** Start Text to read **

One area that Safina discusses in great detail is theory-of-mind research, which investigates whether nonhuman animals understand what others think, see, and feel. Safina claims that the theory of mind is seen widely in animals. He offers an anecdote about his two dogs making predictions about where to meet up with him when they are separated on a beach as evidence that they have a theory of mind. The anecdote is interesting; it tells us that dogs can behave rationally in novel situations. But it doesn't tell us how dogs are able to solve that problem. Did his dogs think about their human's beliefs and desires, or did they think about their human's typical behavior?

Safina admits that theory-of-mind research is a "pet peeve," and he goes on to demean decades of research by scientists looking for the mechanisms behind all the amazing animal behaviors he describes elsewhere in the book. In his discussion of the 1978 Premack and Woodruff study on chimpanzee theory of mind, he misrepresents the conclusions, suggesting that Sarah the chimpanzee did not solve the problems presented to her. He describes the tasks as demonstrating "an impressive lack of human insight into what could be an appropriate context or meaningful to a chimp." However, Sarah was very good at predicting how humans would solve tasks, such as making an unplugged record player work or lighting a gas heater, because she was living in a human context. The subsequent debate was about how to create a task that could tease apart the possible mechanisms at operation; the scientific consensus about this study is that Sarah could have solved the task using associative processes rather than by thinking about the particular mental states of the actor in the videos. We have animal cognitive psychology for the same reason we have human cognitive psychology: to find out how we work. Just looking at babies, adult humans, elephants, or killer whales will not allow us to answer this how question.

Furthermore, it is in theory-of-mind research that cognitive psychologists and philosophers are spending time in the field. Recent studies of the theory of mind in ravens and chimpanzees used clever tasks that take into account their ways of life, finding evidence that chimpanzees (Karg et al. 2015) and ravens (Bugnyar et al. 2016) understand what others see. In both cases, the experimental design was informed by the natural behaviors of the species, and it was that synthesis of field experience with knowledge of experimental methods that permitted these discoveries. The experiments offer evidence of the theory of mind, but these are not the kinds of data Safina discusses in this book.

** End Text to read **
** Start Dataset records **

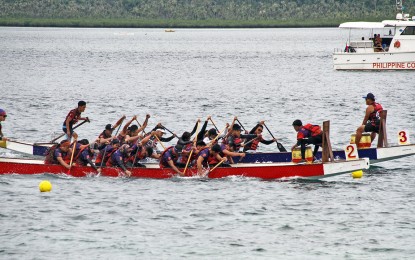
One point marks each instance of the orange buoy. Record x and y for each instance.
(296, 155)
(397, 44)
(365, 141)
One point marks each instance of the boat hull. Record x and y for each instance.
(261, 170)
(27, 148)
(375, 155)
(374, 61)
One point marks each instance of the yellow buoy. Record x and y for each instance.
(45, 186)
(357, 174)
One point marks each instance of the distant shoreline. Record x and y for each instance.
(135, 23)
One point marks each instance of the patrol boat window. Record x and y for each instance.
(409, 30)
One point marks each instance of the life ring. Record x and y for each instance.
(397, 44)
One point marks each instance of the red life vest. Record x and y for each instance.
(75, 115)
(374, 117)
(308, 130)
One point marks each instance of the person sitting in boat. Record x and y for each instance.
(158, 137)
(119, 157)
(84, 154)
(59, 154)
(72, 118)
(234, 140)
(139, 151)
(168, 159)
(371, 121)
(307, 134)
(208, 156)
(252, 143)
(3, 116)
(378, 44)
(105, 154)
(129, 134)
(106, 136)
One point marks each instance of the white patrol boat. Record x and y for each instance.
(393, 50)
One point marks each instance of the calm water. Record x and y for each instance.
(276, 75)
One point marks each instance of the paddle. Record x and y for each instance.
(73, 152)
(168, 130)
(105, 150)
(279, 145)
(217, 165)
(191, 152)
(78, 125)
(211, 120)
(160, 142)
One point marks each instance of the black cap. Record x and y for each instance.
(370, 96)
(236, 127)
(200, 143)
(297, 122)
(212, 131)
(108, 127)
(216, 148)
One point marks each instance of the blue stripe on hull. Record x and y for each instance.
(286, 157)
(39, 150)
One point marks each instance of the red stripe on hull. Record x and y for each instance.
(273, 171)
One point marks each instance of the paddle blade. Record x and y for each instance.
(281, 148)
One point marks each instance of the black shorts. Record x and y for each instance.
(371, 128)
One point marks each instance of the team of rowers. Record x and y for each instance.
(207, 148)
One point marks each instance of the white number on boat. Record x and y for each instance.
(403, 137)
(351, 152)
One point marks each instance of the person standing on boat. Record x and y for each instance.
(3, 116)
(371, 121)
(307, 134)
(72, 118)
(252, 143)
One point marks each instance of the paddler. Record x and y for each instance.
(129, 134)
(106, 136)
(84, 154)
(169, 158)
(119, 157)
(371, 121)
(208, 156)
(307, 134)
(3, 116)
(252, 143)
(106, 153)
(72, 118)
(59, 154)
(139, 152)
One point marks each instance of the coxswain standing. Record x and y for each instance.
(3, 116)
(72, 118)
(371, 121)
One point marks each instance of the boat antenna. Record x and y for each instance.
(399, 6)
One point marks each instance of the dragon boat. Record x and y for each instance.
(255, 170)
(328, 167)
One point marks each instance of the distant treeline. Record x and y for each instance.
(194, 13)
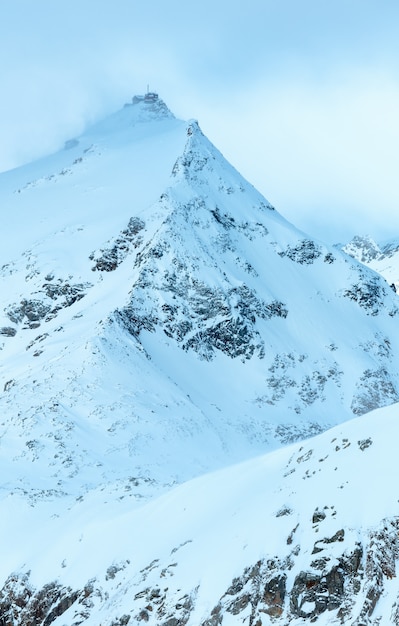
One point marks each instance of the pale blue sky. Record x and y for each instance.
(302, 96)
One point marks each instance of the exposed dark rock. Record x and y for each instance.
(8, 331)
(318, 516)
(108, 259)
(376, 389)
(305, 252)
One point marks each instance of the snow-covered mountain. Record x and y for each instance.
(160, 320)
(383, 258)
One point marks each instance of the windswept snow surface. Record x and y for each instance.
(160, 320)
(303, 508)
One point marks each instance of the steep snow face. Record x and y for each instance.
(306, 533)
(160, 319)
(383, 258)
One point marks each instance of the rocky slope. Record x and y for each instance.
(159, 319)
(381, 257)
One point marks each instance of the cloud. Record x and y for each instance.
(301, 97)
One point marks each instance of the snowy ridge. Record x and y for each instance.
(383, 258)
(160, 320)
(283, 538)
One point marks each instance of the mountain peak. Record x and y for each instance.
(141, 110)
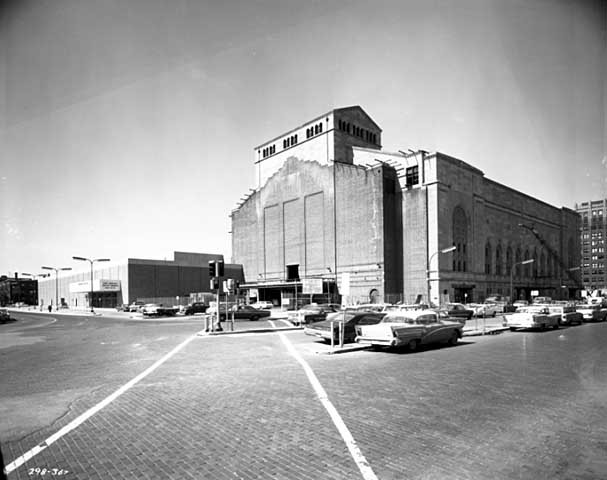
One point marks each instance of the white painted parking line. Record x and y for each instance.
(92, 411)
(359, 458)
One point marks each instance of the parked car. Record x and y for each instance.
(263, 305)
(458, 310)
(406, 307)
(411, 329)
(196, 307)
(592, 312)
(484, 309)
(371, 307)
(157, 310)
(532, 317)
(240, 312)
(4, 315)
(500, 303)
(348, 319)
(566, 314)
(312, 313)
(136, 306)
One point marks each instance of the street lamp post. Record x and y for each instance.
(56, 282)
(428, 279)
(524, 262)
(91, 261)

** End Dataset records **

_Written task A_
According to the passage on theory-of-mind research, which two species did recent studies find to understand what others see?
_Written task B_
Decide whether each statement agrees with the passage on theory-of-mind research, answering yes or no and quoting the words that decide it. (i) Safina calls theory-of-mind research a "pet peeve." (ii) The scientific consensus holds that Sarah solved the task by thinking about the mental states of the actor in the videos. (iii) In the raven and chimpanzee studies, the experimental design drew on the natural behaviors of the species.
_Written task C_
Recast the paragraph of the passage on theory-of-mind research that begins "Furthermore, it is in theory-of-mind research" as a short list that keeps its main facts.
These items come from a source separate from the passage on theory-of-mind research.

_Full output A_
Chimpanzees and ravens.

_Full output B_
(i) Yes: "Safina admits that theory-of-mind research is a "pet peeve,""
(ii) No: "the scientific consensus about this study is that Sarah could have solved the task using associative processes rather than by thinking about the particular mental states of the actor in the videos"
(iii) Yes: "the experimental design was informed by the natural behaviors of the species"

_Full output C_
- Cognitive psychologists and philosophers are spending time in the field in theory-of-mind research.
- Recent studies used clever tasks that take into account the ways of life of chimpanzees and ravens.
- These studies found evidence that chimpanzees (Karg et al. 2015) and ravens (Bugnyar et al. 2016) understand what others see.
- In both studies, the experimental design was informed by the natural behaviors of the species.
- Combining field experience with knowledge of experimental methods made these discoveries possible.
- These experiments offer evidence of the theory of mind, but Safina does not discuss this kind of data in his book.